What you should do —
Beneath this task are records; print exactly the stretch of them from the line with "Kindly mark the innermost point of each instance of the dark" through the line with "facade shown above.", both ends included.

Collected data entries
____

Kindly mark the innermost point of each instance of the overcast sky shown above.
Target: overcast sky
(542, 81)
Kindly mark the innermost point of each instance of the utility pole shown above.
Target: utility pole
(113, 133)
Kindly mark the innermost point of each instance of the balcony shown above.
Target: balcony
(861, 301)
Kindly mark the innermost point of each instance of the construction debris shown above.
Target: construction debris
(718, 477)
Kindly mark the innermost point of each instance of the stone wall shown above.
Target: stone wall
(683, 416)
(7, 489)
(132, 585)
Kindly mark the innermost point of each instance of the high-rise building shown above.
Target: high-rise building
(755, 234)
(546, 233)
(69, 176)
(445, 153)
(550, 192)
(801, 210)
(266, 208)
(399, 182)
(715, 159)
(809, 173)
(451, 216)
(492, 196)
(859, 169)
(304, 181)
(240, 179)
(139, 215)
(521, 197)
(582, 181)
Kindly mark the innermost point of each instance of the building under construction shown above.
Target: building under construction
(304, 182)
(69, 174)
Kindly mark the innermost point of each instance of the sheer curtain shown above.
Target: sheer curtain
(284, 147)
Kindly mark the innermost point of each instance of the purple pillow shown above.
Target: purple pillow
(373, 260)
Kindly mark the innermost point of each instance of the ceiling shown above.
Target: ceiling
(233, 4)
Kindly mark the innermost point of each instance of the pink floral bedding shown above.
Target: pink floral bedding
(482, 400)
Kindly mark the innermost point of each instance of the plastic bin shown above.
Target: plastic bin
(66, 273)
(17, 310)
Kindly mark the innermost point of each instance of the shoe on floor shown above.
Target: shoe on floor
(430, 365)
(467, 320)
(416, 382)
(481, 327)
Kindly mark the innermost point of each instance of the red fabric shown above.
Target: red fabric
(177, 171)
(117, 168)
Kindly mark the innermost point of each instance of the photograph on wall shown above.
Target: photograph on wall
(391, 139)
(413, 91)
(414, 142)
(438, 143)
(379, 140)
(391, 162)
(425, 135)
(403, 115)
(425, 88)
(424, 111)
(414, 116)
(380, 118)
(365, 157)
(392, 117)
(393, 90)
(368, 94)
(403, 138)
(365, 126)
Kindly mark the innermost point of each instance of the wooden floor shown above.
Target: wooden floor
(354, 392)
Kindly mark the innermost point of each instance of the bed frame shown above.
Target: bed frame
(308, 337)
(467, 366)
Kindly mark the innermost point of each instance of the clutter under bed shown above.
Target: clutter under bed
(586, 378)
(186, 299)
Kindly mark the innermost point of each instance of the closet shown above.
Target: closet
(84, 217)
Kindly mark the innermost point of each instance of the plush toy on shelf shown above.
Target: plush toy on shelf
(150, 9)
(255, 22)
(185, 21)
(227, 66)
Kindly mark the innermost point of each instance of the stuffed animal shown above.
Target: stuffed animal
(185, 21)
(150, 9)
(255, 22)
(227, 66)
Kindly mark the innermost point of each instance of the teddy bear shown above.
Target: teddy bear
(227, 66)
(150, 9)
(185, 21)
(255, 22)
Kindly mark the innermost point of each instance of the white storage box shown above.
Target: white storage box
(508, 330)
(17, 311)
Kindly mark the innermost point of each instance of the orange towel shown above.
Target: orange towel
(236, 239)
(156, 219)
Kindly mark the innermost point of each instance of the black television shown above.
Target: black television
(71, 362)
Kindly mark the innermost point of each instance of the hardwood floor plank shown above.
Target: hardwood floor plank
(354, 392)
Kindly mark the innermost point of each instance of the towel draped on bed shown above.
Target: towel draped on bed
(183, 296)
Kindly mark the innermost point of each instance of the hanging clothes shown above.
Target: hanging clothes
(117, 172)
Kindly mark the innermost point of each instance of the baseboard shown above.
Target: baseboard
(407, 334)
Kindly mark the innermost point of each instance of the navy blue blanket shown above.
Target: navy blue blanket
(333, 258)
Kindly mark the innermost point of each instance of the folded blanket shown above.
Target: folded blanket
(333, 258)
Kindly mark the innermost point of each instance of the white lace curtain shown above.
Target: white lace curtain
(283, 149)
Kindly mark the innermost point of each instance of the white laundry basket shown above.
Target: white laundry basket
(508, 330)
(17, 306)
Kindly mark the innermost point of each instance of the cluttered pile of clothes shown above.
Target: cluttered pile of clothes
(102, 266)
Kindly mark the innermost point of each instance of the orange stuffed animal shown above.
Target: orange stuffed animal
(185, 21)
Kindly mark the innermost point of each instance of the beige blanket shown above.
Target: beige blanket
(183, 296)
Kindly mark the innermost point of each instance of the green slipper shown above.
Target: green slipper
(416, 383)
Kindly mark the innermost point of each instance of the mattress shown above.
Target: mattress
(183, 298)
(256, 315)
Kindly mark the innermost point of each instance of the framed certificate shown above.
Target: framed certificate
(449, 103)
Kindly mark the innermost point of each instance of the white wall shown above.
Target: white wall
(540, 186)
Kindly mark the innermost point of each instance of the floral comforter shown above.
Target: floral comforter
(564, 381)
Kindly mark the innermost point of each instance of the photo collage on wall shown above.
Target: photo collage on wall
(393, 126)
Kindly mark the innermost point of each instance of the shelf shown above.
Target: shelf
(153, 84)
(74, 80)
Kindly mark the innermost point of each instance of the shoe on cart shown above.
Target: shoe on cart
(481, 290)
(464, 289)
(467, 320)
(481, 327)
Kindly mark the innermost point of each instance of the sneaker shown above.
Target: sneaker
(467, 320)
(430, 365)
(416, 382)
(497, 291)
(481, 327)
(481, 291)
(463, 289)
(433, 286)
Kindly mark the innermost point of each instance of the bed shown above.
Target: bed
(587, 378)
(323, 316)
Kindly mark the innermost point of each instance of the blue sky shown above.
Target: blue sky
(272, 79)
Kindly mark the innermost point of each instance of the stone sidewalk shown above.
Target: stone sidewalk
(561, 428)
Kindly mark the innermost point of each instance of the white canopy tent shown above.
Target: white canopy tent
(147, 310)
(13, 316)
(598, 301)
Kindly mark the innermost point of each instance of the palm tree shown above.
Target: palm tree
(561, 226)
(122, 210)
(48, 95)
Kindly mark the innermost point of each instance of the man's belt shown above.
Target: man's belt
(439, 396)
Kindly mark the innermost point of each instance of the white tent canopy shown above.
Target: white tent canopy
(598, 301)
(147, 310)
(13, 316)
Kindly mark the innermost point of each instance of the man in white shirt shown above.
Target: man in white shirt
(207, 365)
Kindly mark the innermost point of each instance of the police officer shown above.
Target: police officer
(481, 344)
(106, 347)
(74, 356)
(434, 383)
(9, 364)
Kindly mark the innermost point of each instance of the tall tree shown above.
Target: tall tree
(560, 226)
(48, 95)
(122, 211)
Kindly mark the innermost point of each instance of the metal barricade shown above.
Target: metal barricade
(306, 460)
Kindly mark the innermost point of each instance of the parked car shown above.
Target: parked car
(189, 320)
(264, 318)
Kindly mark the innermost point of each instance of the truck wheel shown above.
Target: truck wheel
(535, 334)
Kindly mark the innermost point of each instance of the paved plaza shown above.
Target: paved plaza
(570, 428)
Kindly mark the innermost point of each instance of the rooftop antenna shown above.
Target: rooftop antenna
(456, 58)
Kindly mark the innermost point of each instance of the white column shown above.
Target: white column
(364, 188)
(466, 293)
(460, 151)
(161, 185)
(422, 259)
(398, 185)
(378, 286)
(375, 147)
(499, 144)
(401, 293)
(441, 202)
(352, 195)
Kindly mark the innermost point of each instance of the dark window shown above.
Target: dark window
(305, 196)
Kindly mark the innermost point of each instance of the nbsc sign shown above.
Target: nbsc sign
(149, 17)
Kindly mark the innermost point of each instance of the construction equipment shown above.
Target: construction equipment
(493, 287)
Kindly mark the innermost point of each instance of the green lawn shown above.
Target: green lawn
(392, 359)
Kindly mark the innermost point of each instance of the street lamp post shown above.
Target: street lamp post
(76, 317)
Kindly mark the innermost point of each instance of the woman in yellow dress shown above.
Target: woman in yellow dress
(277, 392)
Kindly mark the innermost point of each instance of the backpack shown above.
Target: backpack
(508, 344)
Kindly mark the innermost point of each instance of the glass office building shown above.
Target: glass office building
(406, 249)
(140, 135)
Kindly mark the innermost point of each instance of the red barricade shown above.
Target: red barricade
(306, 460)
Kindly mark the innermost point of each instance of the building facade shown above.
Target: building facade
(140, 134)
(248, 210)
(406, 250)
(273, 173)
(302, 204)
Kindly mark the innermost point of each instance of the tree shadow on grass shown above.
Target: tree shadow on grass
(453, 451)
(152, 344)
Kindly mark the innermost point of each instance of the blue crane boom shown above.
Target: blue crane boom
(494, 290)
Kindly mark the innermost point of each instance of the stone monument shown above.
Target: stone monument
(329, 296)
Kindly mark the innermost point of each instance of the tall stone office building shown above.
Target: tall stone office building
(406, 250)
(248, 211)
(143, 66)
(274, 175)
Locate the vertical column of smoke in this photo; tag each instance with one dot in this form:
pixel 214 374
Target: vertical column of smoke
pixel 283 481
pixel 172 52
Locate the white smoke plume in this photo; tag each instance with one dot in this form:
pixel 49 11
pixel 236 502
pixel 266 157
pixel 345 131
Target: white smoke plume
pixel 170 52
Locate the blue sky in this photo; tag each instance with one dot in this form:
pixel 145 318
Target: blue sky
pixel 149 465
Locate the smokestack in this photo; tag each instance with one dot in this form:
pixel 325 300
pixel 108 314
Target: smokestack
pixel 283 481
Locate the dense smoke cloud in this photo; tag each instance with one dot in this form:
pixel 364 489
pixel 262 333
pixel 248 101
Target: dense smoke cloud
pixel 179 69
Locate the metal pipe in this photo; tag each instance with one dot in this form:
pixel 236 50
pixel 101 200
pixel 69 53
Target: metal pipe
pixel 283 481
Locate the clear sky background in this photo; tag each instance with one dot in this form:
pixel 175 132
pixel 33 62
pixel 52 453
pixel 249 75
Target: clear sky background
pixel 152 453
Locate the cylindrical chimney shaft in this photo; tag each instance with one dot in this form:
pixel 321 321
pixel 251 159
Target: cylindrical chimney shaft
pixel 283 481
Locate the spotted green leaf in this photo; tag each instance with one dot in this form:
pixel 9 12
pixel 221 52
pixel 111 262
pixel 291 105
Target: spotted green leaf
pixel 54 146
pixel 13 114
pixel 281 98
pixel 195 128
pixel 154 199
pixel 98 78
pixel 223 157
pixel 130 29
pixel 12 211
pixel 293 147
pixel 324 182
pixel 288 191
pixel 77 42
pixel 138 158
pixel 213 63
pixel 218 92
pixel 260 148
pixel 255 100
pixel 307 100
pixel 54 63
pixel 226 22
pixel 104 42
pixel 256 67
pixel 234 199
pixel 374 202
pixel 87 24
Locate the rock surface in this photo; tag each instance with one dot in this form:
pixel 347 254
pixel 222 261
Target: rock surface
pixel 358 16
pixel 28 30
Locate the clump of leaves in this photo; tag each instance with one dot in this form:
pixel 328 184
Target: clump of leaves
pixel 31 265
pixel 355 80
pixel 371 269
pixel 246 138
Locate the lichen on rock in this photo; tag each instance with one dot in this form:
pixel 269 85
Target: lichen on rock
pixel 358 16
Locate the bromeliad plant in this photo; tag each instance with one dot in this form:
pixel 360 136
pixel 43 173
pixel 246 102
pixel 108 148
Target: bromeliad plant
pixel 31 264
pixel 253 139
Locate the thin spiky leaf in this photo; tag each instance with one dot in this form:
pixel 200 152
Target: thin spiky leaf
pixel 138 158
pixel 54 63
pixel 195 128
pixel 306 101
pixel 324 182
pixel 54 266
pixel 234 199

____

Your solution —
Kindly mark the innermost point of each instance of the dark window shown above.
Target: dark window
(305, 196)
Kindly mark the innermost point of each instance of the nbsc sign shown above.
Target: nbsc sign
(149, 17)
Kindly mark the innermost point of each instance of the construction equipment shown above.
Target: construction equipment
(493, 287)
Kindly mark the innermost point of each instance of the green lawn shown above.
Target: green lawn
(392, 359)
Kindly mark the innermost point of each instance of the street lamp post shown above.
Target: street lamp post
(76, 317)
Kindly mark the innermost point of each instance of the woman in yellow dress shown above.
Target: woman in yellow dress
(277, 392)
Kindly mark the innermost point of each instance of the backpack shown above.
Target: backpack
(508, 344)
Kindly mark the innermost point of each instance of the glass office building shown above.
Target: glass office building
(406, 249)
(140, 135)
Kindly mark the innermost point of each instance of the red barricade shown above.
Target: red barricade
(306, 460)
Kindly mark the innermost point of each instance of the building facade shown above.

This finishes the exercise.